= Extract to read =
Duval, Hodgins, Rahak, and Robson (2004) noted that “few papers [about Learning Objects] included clear guidelines or methodologies, or analysed in any detail what had worked and how or why it worked” (p. 338). This chapter will consolidate the results of an Australasian study into the impact, application and effectiveness of Learning Objects developed for primary and secondary classroom teaching and learning (Lake et al., 2004; Schibeci, Lake, Phillips, Lowe, Cummings, & Miller, 2006).

The study arose from the early stages of a major government initiative to develop online digital content, and involved case studies of 20 classrooms in 14 schools in Australia and New Zealand.

The four main data collection activities were student observation, student interviews, student surveys, and teacher interviews and observation.

Researchers visited schools in pairs. They spent between 1 and 5 hours in each classroom. Students were observed using the learning object and then about half (based on parental permission) were interviewed. Teachers were also interviewed during or after the lesson. Surveys were administered to students and teachers. In several cases the teacher selected students according to characteristics they felt made them of special interest (for example, cultural background, non-English-speaking background, ADHD, reading or mathematics difficulties). The researchers made no representations in this area. Researchers observed students using a learning object in the context of a normal lesson and did not provide assistance unless students had significant difficulties getting the learning object to operate and directly requested assistance from the researcher. All classroom activity was tape-recorded and transcribed for later analysis.

Key Terms in this Chapter

Selection (Teacher and Resource): Selection in the sense used in this chapter is more than a teacher picking a lesson activity. It is a complex sequence of choices where the teacher must locate a source of Learning Objects, evaluate the range of available Objects for the intended purpose, and then decide on the viability of integrating that Object into a multifaceted teaching programme. Each step of this selection process implies evaluative judgement. In involves an evaluation of the physical availability of necessary software and hardware, as well as passwords and permission to download onto the system infrastructure. Selection involves reflective judgements by the teachers of their own intellectual skills in areas like Internet searching and understanding the presentation of metadata. It also involves an emotional response from the teacher that may be dependent on subject or computer literacy, available time, a sense of empowerment—or disempowerment, and a host of personal factors.

Pedagogy (Teacher and Student): Pedagogy has been used in this chapter to include all aspects of the ways in which teachers create learning environments in the classroom through an appropriate alignment of instructional strategies and styles of the teacher and the Learning Object. As such pedagogical concerns include all the choices that affect how the students can manipulate the learning materials to construct and reconstruct their conceptions in the classroom. In this manner it will include the social aspects of the learning purpose as conceived by the teacher and the students, and the way in which the resource either facilitates or hinders that purpose. While the social construction of learning is at the heart of the pedagogy, it cannot be seen in isolation. Also important is the manner in which the learning context is developed and directed. The context is the environment in which learning occurs and a learning environment is created around the resource by the programming of the teacher and the reactions of the students. The pedagogy will also include a component where the physical and cognitive skills of the students are recognised by the way that the teacher and the resource draw on them to facilitate the learning outcome.

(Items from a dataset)
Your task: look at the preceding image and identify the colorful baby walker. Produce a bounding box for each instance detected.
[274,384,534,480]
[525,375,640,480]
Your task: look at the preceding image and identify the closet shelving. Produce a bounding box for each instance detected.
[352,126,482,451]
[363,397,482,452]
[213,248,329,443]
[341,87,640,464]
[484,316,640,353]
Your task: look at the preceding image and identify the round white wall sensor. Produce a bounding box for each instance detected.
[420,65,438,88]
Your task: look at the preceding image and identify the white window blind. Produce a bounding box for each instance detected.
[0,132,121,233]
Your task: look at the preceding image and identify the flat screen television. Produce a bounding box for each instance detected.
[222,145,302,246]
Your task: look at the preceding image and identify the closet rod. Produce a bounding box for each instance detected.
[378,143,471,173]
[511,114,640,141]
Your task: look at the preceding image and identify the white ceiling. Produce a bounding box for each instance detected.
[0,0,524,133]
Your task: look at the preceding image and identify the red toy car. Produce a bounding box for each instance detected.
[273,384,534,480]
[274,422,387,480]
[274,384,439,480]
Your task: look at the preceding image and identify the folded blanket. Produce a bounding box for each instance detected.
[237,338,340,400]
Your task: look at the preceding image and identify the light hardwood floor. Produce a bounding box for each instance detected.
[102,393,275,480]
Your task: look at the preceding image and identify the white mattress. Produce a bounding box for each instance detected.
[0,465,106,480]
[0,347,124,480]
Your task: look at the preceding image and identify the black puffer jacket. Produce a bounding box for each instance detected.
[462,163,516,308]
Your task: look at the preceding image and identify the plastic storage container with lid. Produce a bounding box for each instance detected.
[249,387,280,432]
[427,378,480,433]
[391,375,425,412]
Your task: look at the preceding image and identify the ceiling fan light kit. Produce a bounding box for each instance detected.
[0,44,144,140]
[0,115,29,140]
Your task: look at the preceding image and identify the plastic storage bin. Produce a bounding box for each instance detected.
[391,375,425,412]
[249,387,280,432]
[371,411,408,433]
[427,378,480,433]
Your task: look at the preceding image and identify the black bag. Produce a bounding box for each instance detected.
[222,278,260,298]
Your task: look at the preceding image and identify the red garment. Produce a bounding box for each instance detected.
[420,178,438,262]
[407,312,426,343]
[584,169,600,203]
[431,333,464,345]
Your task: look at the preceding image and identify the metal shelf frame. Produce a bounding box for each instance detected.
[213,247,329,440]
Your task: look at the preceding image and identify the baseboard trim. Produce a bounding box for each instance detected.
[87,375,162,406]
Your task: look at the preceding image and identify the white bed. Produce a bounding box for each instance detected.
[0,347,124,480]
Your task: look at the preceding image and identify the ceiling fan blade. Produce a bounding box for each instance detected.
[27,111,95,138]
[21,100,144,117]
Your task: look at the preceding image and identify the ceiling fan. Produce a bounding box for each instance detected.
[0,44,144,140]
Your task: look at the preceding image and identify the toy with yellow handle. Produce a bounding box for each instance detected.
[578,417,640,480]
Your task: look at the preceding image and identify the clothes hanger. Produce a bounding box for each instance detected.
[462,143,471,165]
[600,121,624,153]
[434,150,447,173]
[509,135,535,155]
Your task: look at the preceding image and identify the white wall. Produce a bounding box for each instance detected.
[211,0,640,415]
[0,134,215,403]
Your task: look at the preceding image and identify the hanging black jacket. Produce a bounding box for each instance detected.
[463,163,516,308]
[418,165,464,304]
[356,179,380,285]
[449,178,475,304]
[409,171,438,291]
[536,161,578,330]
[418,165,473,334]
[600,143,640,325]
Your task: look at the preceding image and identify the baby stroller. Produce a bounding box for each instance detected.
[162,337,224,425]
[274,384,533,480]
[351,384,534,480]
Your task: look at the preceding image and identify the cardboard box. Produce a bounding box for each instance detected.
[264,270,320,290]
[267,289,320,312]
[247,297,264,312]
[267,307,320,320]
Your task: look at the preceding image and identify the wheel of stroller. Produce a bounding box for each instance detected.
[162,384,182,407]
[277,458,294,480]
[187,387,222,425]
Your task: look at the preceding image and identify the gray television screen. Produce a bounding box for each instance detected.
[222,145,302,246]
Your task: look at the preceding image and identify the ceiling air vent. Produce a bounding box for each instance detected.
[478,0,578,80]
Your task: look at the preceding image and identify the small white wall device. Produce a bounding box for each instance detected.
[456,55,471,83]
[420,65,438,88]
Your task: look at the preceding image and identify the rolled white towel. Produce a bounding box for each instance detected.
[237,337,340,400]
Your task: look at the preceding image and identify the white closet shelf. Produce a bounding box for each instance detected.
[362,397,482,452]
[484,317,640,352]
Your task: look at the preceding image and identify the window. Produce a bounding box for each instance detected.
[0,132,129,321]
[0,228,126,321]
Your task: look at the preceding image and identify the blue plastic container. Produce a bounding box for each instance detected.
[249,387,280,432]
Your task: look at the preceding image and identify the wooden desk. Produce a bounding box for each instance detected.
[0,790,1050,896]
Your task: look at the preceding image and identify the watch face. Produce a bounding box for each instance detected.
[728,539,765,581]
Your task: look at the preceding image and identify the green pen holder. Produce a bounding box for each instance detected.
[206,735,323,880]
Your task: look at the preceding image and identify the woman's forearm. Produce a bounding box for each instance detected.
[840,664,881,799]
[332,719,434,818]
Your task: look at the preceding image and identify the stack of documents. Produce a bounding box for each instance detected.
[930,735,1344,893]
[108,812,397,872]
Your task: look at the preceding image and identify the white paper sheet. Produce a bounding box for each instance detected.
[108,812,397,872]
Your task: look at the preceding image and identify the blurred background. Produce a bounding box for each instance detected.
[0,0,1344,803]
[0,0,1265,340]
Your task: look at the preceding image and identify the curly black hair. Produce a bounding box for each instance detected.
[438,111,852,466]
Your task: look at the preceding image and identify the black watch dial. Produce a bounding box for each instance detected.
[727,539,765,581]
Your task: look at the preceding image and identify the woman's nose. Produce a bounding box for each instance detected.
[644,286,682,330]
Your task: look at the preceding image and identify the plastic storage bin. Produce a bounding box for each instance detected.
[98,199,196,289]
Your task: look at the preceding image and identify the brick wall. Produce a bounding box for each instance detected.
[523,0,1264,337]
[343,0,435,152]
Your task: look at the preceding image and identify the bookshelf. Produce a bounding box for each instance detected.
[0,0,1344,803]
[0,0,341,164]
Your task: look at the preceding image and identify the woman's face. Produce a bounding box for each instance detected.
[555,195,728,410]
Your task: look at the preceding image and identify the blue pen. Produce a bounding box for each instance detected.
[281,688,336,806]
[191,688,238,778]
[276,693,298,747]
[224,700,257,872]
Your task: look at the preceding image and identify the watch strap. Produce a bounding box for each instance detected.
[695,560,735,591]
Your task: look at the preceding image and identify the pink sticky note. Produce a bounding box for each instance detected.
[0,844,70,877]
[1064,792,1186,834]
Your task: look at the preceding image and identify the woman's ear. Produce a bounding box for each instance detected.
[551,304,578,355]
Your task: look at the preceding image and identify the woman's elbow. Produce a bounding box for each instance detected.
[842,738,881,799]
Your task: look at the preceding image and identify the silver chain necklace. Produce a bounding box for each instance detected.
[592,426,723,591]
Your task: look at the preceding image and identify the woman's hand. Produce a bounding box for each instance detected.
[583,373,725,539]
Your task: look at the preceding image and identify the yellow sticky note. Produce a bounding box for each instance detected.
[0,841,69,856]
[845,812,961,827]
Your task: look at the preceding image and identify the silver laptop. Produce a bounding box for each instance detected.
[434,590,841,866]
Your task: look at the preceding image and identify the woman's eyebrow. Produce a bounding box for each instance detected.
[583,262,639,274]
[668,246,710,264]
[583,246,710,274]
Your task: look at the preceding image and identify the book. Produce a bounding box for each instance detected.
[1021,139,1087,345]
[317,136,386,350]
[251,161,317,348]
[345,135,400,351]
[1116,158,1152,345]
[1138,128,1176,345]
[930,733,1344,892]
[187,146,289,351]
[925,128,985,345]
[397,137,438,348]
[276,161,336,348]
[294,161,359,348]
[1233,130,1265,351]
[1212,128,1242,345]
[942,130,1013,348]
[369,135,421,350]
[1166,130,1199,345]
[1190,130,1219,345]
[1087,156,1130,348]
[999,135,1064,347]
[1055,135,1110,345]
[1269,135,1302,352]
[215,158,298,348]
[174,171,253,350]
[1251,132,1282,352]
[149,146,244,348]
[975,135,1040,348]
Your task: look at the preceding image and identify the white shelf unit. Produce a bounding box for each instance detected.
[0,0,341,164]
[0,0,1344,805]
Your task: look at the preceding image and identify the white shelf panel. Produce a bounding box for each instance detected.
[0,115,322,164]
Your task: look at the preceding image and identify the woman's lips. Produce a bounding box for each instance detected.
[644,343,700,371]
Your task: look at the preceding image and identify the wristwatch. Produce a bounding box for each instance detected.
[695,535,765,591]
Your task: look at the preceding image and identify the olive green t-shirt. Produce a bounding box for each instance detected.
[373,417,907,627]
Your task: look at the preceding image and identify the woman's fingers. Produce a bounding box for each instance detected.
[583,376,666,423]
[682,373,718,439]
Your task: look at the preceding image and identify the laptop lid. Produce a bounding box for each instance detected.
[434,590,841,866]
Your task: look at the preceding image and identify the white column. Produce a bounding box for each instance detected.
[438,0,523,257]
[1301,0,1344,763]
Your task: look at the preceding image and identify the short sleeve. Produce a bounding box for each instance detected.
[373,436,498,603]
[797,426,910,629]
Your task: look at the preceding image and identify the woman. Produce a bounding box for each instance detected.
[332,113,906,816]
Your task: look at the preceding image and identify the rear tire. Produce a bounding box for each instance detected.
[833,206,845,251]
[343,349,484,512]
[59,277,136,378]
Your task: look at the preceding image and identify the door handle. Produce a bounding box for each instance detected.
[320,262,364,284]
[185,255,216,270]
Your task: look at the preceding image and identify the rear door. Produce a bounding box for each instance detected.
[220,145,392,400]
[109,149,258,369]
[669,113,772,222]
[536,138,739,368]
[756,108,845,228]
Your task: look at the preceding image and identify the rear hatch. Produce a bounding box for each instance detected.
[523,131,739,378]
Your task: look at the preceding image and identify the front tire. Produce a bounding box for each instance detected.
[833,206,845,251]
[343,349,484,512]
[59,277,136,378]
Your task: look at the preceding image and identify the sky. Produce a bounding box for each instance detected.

= Task 1 =
Say whether each statement agrees with the excerpt on Learning Objects, answering yes or no and quoting the words from the excerpt that decide it. (a) The study included case studies of 20 classrooms in 14 schools. (b) Researchers visited the schools alone. (c) Every student who was observed was also interviewed.
= Task 2 =
Collect every line of the records that contains the word "television".

= Result 1 =
(a) Yes: "involved case studies of 20 classrooms in 14 schools in Australia and New Zealand"
(b) No: "Researchers visited schools in pairs."
(c) No: "about half (based on parental permission) were interviewed"

= Result 2 =
Your task: look at the preceding image and identify the flat screen television. Produce a bounding box for each instance detected.
Your task: look at the preceding image and identify the gray television screen. Produce a bounding box for each instance detected.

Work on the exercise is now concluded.